What the exercise asks:
List every line in the material below that contains the word "thin", copying each line in full. Treat uppercase and lowercase letters as different.

A block of data
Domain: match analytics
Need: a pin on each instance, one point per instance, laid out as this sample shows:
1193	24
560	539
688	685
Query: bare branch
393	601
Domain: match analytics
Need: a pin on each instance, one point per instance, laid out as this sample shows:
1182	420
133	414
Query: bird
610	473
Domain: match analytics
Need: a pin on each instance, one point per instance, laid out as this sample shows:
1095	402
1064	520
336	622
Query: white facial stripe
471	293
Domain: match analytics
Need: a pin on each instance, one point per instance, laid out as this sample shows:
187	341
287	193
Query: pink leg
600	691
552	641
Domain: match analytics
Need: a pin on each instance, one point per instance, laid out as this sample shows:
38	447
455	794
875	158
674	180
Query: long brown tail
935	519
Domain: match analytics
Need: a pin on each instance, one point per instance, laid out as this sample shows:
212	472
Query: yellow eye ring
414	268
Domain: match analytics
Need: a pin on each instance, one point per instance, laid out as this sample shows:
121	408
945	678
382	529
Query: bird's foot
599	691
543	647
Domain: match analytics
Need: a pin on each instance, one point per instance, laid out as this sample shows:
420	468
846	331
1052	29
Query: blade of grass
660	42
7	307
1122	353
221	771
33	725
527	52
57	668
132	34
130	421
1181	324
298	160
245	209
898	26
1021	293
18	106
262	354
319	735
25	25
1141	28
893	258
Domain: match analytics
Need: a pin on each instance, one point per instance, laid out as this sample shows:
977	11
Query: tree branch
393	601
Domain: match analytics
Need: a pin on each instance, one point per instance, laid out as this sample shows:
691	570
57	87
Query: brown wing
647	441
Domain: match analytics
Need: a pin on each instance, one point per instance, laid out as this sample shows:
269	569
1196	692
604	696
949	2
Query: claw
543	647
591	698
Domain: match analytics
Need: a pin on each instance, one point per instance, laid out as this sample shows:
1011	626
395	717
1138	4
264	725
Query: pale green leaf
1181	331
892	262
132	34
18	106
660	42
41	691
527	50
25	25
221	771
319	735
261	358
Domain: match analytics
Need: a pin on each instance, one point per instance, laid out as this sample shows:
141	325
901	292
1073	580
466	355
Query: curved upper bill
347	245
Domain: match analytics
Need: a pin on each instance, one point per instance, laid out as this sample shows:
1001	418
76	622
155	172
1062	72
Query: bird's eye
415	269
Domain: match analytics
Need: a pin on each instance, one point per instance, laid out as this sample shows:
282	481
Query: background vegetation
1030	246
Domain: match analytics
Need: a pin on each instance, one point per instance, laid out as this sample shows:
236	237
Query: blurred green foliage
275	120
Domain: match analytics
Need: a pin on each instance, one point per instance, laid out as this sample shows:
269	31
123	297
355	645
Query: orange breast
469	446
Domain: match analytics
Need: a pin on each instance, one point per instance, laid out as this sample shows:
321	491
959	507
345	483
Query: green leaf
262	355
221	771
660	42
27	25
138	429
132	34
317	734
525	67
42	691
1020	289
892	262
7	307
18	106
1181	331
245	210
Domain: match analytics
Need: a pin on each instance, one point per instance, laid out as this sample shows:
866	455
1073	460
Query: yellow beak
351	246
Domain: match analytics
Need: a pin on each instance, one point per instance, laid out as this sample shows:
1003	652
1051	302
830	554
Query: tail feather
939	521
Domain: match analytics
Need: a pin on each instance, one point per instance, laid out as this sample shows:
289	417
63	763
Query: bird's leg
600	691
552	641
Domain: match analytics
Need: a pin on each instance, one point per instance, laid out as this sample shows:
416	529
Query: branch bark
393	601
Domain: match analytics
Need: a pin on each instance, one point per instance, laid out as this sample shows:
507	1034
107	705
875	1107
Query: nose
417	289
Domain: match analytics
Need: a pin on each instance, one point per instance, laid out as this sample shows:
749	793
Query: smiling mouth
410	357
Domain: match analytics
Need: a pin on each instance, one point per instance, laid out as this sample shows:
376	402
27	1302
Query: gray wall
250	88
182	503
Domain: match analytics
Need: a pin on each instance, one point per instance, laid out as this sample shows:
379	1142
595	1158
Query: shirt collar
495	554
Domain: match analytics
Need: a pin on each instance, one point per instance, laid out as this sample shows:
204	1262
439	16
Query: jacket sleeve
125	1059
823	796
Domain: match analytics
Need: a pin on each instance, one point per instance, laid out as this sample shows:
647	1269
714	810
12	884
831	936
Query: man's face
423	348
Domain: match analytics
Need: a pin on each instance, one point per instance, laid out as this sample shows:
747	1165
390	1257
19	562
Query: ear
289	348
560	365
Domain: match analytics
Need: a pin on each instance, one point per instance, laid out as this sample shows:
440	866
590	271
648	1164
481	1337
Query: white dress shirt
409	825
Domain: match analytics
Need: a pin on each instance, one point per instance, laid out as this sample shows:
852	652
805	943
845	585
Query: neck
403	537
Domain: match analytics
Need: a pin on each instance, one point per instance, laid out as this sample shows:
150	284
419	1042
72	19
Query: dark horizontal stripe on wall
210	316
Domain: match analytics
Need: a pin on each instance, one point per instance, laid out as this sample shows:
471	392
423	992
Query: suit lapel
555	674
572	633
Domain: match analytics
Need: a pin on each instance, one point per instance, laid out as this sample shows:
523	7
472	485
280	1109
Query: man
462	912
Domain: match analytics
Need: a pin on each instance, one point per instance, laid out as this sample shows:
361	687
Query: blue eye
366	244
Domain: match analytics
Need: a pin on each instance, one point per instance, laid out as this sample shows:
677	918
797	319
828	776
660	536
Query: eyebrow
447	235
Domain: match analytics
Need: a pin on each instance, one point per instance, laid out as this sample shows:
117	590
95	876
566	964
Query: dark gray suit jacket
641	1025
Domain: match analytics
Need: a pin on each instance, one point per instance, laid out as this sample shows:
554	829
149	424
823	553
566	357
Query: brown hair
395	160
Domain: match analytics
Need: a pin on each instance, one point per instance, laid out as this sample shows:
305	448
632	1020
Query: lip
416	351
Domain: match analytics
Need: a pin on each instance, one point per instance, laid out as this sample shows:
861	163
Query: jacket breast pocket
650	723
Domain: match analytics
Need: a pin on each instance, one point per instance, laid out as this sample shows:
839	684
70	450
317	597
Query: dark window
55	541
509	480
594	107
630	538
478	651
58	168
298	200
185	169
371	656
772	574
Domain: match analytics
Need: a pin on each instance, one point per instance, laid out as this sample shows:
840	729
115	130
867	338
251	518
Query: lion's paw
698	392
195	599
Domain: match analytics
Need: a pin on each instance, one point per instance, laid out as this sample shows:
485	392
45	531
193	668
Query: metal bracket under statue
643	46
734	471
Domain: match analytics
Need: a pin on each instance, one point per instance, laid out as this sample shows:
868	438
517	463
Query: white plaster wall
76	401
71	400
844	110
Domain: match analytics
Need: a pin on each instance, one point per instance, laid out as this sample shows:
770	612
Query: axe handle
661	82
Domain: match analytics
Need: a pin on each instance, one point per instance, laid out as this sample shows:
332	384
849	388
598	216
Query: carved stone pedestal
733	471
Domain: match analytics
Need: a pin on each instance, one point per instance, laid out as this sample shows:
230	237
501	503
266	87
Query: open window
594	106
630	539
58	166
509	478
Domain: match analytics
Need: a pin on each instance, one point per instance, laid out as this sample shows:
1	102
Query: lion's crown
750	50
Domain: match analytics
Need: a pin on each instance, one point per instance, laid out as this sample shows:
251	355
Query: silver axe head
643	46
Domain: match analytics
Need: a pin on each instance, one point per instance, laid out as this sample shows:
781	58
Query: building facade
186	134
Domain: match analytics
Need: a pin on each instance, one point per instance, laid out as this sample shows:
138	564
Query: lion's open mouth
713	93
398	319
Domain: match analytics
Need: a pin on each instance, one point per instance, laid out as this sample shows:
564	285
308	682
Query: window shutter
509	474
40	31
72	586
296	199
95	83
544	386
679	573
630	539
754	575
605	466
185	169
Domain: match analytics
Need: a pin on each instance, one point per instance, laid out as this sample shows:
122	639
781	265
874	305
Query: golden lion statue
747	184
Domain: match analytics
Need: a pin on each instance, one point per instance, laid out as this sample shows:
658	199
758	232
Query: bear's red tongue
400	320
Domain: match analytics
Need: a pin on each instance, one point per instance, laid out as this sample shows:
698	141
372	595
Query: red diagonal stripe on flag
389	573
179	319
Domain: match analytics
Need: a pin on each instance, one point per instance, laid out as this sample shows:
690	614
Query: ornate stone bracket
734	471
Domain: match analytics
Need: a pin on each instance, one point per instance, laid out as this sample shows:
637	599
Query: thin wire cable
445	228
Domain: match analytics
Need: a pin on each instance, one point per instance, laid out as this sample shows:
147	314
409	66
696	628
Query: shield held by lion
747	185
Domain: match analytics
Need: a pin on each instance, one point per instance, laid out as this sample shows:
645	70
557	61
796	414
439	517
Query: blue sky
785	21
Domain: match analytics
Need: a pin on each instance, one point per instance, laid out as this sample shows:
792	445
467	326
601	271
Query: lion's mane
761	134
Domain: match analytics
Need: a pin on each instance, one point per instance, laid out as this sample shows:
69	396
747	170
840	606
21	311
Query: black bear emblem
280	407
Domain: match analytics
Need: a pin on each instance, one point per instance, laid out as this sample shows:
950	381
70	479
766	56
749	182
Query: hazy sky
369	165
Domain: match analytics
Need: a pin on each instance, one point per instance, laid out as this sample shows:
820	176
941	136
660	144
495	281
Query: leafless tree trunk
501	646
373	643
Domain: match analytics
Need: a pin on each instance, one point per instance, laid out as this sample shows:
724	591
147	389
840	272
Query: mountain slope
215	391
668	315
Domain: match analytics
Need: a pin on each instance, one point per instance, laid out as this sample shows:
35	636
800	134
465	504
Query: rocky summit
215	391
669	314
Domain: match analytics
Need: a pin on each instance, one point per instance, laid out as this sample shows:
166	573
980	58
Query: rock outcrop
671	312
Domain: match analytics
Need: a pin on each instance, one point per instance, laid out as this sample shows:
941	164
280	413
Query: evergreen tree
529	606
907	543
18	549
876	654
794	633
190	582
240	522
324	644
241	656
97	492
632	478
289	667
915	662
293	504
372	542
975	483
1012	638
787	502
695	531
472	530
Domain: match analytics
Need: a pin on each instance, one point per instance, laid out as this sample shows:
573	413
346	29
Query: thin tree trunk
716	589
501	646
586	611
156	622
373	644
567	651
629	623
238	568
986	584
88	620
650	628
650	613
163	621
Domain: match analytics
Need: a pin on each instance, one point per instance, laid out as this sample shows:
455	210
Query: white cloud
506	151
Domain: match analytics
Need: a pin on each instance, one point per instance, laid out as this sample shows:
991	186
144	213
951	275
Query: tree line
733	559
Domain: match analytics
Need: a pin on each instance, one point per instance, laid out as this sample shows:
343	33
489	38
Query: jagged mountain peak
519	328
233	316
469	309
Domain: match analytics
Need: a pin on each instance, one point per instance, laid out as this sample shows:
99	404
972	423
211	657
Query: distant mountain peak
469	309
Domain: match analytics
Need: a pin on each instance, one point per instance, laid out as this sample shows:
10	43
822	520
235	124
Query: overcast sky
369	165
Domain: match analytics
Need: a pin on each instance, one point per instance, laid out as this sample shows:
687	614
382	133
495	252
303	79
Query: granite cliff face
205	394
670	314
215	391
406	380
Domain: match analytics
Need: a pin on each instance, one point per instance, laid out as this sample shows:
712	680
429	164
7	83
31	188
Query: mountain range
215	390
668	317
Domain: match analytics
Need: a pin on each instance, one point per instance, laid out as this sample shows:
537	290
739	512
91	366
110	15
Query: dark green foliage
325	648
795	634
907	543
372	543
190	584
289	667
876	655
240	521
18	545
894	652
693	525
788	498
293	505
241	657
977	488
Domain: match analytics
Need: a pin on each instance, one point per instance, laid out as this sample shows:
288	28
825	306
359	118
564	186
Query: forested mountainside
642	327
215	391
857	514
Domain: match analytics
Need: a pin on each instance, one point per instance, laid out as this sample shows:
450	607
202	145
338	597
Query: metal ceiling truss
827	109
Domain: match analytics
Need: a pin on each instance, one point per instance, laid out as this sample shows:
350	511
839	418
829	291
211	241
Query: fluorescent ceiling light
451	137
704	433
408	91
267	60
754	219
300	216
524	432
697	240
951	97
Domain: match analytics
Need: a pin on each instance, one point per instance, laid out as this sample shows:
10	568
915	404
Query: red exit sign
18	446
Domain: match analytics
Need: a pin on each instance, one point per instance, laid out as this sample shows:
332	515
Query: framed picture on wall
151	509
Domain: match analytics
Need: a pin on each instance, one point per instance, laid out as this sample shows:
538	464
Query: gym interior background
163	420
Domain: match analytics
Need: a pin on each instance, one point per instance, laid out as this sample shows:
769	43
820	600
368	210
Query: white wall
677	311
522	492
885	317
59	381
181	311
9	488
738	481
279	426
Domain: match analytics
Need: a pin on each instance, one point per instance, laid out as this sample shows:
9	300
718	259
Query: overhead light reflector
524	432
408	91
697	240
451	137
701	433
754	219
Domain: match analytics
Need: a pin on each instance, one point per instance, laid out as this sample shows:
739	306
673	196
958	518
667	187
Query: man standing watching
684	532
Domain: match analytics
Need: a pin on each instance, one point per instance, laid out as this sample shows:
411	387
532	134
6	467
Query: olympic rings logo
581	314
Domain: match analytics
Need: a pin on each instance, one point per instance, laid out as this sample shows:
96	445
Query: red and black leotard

The output:
Query: thin wire cable
Query: thin tree trunk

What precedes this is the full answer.